_Task_: Every line from the line containing "Indicate the harvested" through the final line below must be returned exactly, and no other line.

BEGIN

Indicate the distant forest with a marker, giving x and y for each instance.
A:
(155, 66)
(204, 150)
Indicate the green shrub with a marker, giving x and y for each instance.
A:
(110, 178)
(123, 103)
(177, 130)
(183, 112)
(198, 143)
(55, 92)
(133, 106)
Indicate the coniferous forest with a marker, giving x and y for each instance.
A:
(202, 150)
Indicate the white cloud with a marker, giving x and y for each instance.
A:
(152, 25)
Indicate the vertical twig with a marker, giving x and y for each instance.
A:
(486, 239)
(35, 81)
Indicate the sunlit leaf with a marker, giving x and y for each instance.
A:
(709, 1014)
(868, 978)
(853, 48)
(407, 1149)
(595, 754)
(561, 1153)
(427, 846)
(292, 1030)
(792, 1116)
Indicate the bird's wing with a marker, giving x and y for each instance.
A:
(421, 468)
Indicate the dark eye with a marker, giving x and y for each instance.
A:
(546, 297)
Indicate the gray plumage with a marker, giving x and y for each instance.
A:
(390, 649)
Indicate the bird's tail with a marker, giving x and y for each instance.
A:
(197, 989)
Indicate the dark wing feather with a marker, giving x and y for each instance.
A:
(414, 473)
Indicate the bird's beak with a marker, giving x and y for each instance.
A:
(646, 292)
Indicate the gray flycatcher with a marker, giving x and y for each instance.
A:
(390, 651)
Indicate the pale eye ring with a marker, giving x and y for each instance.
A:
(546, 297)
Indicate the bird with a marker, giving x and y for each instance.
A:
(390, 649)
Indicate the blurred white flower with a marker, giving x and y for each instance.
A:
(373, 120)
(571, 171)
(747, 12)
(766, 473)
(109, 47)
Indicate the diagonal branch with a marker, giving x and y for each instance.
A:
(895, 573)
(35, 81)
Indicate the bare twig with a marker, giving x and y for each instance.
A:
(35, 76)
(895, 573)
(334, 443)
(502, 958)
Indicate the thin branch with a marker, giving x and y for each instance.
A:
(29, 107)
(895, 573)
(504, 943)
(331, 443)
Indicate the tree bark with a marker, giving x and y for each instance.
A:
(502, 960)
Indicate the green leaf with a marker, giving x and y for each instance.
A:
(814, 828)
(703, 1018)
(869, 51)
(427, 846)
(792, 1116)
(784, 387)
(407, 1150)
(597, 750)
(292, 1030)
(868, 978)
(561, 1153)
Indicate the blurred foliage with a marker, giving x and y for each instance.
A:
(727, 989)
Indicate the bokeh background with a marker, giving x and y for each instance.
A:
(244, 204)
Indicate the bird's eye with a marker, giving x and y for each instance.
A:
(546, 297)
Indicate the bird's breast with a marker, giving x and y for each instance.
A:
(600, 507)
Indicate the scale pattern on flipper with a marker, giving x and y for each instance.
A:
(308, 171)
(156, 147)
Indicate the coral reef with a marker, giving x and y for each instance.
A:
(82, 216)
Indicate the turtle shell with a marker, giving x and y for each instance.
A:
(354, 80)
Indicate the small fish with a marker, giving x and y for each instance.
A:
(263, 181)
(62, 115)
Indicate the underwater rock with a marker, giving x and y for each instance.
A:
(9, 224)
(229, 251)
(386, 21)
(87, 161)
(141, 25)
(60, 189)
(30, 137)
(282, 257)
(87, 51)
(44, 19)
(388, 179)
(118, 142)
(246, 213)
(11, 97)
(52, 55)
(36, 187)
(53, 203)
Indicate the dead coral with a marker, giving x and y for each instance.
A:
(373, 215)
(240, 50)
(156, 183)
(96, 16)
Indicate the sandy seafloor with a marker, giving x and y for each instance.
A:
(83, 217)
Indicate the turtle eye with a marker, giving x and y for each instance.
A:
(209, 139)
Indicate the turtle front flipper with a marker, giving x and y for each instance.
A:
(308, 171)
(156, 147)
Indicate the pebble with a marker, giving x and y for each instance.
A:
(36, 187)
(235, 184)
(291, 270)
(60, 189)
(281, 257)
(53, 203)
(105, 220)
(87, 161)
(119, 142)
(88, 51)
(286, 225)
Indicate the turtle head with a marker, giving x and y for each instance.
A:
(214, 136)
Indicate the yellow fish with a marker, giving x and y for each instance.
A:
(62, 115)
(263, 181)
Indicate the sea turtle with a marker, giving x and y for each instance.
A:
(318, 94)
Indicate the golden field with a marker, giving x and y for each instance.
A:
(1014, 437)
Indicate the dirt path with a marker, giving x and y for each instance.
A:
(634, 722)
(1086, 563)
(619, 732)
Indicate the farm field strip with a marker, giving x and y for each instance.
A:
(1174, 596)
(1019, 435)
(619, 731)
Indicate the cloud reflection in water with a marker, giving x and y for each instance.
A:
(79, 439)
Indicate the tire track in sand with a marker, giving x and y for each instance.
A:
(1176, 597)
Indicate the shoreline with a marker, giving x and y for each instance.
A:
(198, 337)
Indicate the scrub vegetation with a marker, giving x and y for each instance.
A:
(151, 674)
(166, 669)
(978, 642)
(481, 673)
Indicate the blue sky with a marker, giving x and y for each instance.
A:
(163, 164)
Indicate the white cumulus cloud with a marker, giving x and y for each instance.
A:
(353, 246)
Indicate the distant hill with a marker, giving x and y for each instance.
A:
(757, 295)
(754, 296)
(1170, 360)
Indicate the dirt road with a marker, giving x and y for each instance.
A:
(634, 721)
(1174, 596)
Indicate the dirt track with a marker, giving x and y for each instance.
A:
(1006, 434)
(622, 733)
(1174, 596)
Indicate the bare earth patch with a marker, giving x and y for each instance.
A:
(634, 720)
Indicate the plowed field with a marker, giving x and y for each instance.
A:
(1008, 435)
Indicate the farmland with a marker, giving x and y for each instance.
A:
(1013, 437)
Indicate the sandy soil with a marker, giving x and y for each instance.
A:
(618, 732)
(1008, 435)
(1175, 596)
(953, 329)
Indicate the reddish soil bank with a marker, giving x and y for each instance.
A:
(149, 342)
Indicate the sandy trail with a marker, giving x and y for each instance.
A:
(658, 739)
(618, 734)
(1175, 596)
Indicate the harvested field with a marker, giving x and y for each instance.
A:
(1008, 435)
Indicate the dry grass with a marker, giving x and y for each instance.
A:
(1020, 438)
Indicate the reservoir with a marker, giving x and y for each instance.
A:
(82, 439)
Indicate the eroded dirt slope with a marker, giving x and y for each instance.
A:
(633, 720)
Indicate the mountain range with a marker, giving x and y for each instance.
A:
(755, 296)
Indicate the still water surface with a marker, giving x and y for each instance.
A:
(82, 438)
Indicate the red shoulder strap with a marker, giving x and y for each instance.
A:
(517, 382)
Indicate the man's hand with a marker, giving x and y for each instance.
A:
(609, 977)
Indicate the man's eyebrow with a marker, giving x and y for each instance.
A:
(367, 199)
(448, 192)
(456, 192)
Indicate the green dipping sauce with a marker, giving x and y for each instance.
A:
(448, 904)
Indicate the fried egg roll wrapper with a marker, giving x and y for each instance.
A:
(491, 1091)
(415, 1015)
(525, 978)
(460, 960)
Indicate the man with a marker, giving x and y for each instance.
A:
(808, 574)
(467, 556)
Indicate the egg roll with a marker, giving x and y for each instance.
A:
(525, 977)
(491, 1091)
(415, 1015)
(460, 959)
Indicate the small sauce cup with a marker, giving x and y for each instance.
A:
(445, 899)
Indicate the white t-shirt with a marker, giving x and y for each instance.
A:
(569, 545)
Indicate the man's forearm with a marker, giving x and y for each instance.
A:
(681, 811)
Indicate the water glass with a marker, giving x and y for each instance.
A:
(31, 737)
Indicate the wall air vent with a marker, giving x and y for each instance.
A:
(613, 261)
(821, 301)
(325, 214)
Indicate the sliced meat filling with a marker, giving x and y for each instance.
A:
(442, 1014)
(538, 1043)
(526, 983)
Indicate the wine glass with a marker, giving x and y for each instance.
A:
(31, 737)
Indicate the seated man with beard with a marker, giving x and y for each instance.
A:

END

_Result for this exercise_:
Indicate the harvested field with a marker, giving x and y for each instance.
A:
(1008, 435)
Indicate the dry grass with a marker, giving x and y for each instance.
A:
(1020, 438)
Indicate the reservoir with a marker, giving x and y for each instance.
A:
(82, 439)
Indicate the eroded dirt slope with a marker, giving x and y for each instance.
A:
(633, 720)
Indicate the mountain range with a marker, giving x and y for each instance.
A:
(755, 296)
Indicate the still water surface with a marker, giving x and y for each instance.
A:
(82, 438)
Indicate the red shoulder strap with a marker, giving x and y for each instance.
A:
(517, 382)
Indicate the man's hand with a marker, giving x and y for each instance.
A:
(609, 977)
Indicate the man's eyebrow with a marker, giving x and y for each instance.
A:
(367, 199)
(448, 192)
(456, 192)
Indicate the green dipping sauce with a marker, giving x and y for each instance.
A:
(448, 904)
Indicate the fried egg roll wrapper with a marker, giving x and y for each instance.
A:
(491, 1091)
(415, 1015)
(525, 978)
(460, 960)
Indicate the man with a marker, giving x and y for each instance.
A:
(808, 574)
(467, 556)
Indicate the egg roll with a marker, giving x and y for each instance.
A:
(525, 977)
(491, 1091)
(415, 1015)
(460, 959)
Indicate the small sauce cup with a marker, giving x and y for each instance.
A:
(445, 899)
Indicate the white t-shirt with a marker, giving x and y for each instance.
A:
(569, 545)
Indicate the man's forearm with a marker, giving x and y for each instance.
A:
(681, 811)
Indicate the water glass with a marker, giving x and y for each instance.
A:
(31, 737)
Indicate the wall air vent with a marker, giving x and y for each instance.
A:
(613, 261)
(821, 301)
(325, 214)
Indicate the sliced meat filling with a marker, giving x and y for each instance.
A:
(442, 1014)
(538, 1043)
(526, 983)
Indicate the wine glass with a marker, giving x and y for each instance.
A:
(31, 737)
Indicate the seated man with beard with a marker, giving x and y for each instance.
A:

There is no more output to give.